(EXERCISE)
Please copy the whole sermon passage on Joseph and Jacob's ladder dream word for word.

(PROVIDED PASSAGE)
******************************

So that's David telling this, that Joseph going in was all God's plan. Joseph being in shackles was God's plan. Joseph being in this all was what? God testing him with the word he had committed to him. And that was the dream. That's the cloud, OK? So now we're backing up a little bit. Because Joseph is a little kid. And his dad, Jacob, is telling him about the dream that changed everything for him. The God dream for Jacob was the day that God taught Jacob how heaven works. It was a dream of a ladder, a ladder from heaven to Earth, not the other way around. And that dream was when God showed him and spoke to him clearly, you can have a relationship with me. Because of what I have said. And because of who I am. And it's not based on you. In fact, God chose to come to Jacob, Joseph's father, on the worst day of his life, when he had run, and cheated, and lied. And he had no one who was willing to help him. And on that day God said, I choose you. I love you. I'm for you. You're still a part of my family. And he showed him this is how heaven works. Heaven works not by us working our way to God.

How many church services have you gone to? How many verses have you memorized? Ooh, God is so tickled pink by your goodness. Well, you better go through that ten commandment list one more time, bro. Because I swear to God, you are in huge trouble if you have fallen short. That is not how heaven works. Jacob learned that's religion. Good luck ever being able to do that. By the deeds of the law no one shall be justified. But thanks be to God that he sent His ladder down. And his ladder's name is Jesus. And Jesus said, I have come down from Heaven. I'm the ladder from heaven. The angels ascend and descend upon me. And if anyone comes to me, they can come to the Father. If anyone comes to me, they can be made whole. They can be made right.

******************************

(DATA SHOWN)
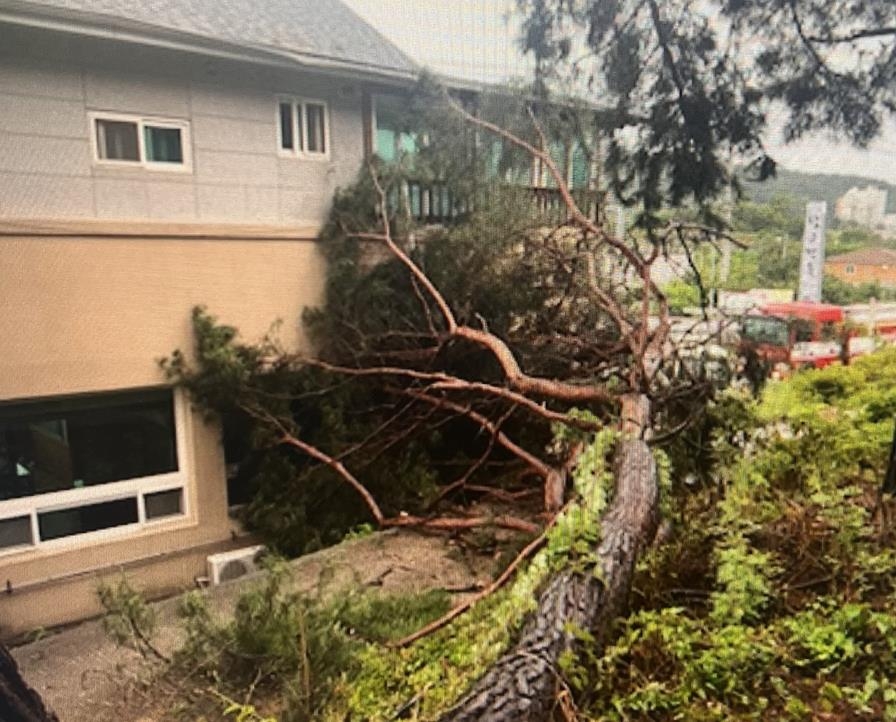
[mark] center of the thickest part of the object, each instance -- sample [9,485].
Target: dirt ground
[83,675]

******************************

(SOLUTION TO THIS PROBLEM)
So that's David telling this, that Joseph going in was all God's plan. Joseph being in shackles was God's plan. Joseph being in this all was what? God testing him with the word he had committed to him. And that was the dream. That's the cloud, OK? So now we're backing up a little bit. Because Joseph is a little kid. And his dad, Jacob, is telling him about the dream that changed everything for him. The God dream for Jacob was the day that God taught Jacob how heaven works. It was a dream of a ladder, a ladder from heaven to Earth, not the other way around. And that dream was when God showed him and spoke to him clearly, you can have a relationship with me. Because of what I have said. And because of who I am. And it's not based on you. In fact, God chose to come to Jacob, Joseph's father, on the worst day of his life, when he had run, and cheated, and lied. And he had no one who was willing to help him. And on that day God said, I choose you. I love you. I'm for you. You're still a part of my family. And he showed him this is how heaven works. Heaven works not by us working our way to God.

How many church services have you gone to? How many verses have you memorized? Ooh, God is so tickled pink by your goodness. Well, you better go through that ten commandment list one more time, bro. Because I swear to God, you are in huge trouble if you have fallen short. That is not how heaven works. Jacob learned that's religion. Good luck ever being able to do that. By the deeds of the law no one shall be justified. But thanks be to God that he sent His ladder down. And his ladder's name is Jesus. And Jesus said, I have come down from Heaven. I'm the ladder from heaven. The angels ascend and descend upon me. And if anyone comes to me, they can come to the Father. If anyone comes to me, they can be made whole. They can be made right.